_TASK OBJECTIVE_. Images do not belong in the copy. Retype all the entries below exactly.

***

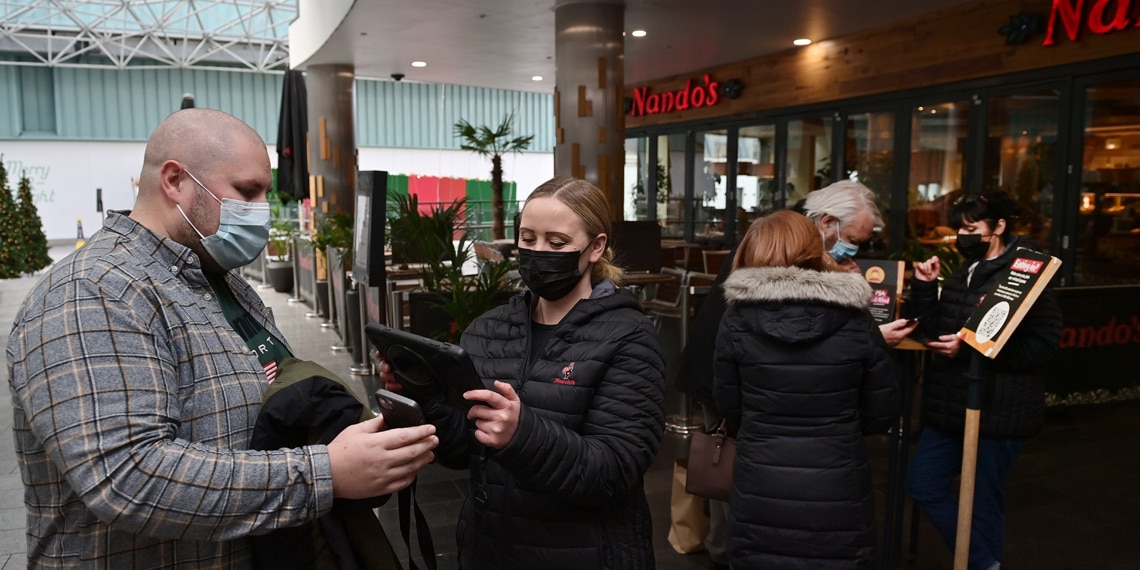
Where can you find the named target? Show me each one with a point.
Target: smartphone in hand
(398, 410)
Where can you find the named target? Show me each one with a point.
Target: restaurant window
(808, 157)
(1020, 159)
(1108, 229)
(710, 187)
(869, 159)
(670, 181)
(756, 184)
(938, 136)
(636, 179)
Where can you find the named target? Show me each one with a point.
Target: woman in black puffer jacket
(573, 412)
(804, 371)
(1014, 388)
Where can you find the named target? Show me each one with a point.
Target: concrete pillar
(588, 111)
(332, 137)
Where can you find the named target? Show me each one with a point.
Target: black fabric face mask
(971, 246)
(550, 274)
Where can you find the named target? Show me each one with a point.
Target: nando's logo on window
(703, 92)
(1101, 17)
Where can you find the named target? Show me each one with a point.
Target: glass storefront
(937, 163)
(1006, 139)
(869, 159)
(1020, 157)
(1108, 220)
(808, 157)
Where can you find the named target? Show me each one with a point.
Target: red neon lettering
(638, 107)
(1026, 265)
(1071, 18)
(1097, 23)
(705, 94)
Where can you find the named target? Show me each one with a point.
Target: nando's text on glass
(702, 94)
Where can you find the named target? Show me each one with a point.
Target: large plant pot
(279, 275)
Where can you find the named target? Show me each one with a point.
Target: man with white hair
(846, 214)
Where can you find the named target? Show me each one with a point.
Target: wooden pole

***

_WRITTEN ANSWER_.
Where can you find the named target? Show me each one with a point.
Target: smartphone in hand
(398, 410)
Where can you find the named target? Show me each one with a point.
Target: restaurant window
(808, 157)
(1020, 159)
(1108, 229)
(710, 187)
(869, 159)
(670, 181)
(756, 184)
(938, 136)
(636, 179)
Where can you find the named target? Show me each one with a point.
Target: woman in black puffer jacket
(573, 412)
(804, 371)
(1014, 388)
Where can you find the named target? Show me each one with a point.
Target: concrete pillar
(588, 111)
(332, 137)
Where can you find the named target? Show me each one with a point.
Target: black fabric face mask
(971, 246)
(550, 274)
Where can you find the named target? Show me each one with a point.
Target: nando's logo on window
(703, 92)
(1101, 17)
Where can you find the named target? Show me each one with a point.
Target: glass storefront
(937, 163)
(1006, 139)
(869, 159)
(1020, 157)
(1108, 220)
(808, 157)
Where can you find the named target? Show me each one with a point.
Target: red neon lettering
(638, 107)
(1026, 265)
(1071, 18)
(1097, 23)
(705, 94)
Where can you find the named target? Show me each one with a point.
Target: nando's text on glass
(702, 94)
Where can you find the named target? Show me each one with a point.
Target: large plant pot
(279, 275)
Where can you find the named target? Show me each one with a point.
Target: man with white hair
(846, 214)
Where can you find the named target? Show me each one with a point.
Target: wooden pole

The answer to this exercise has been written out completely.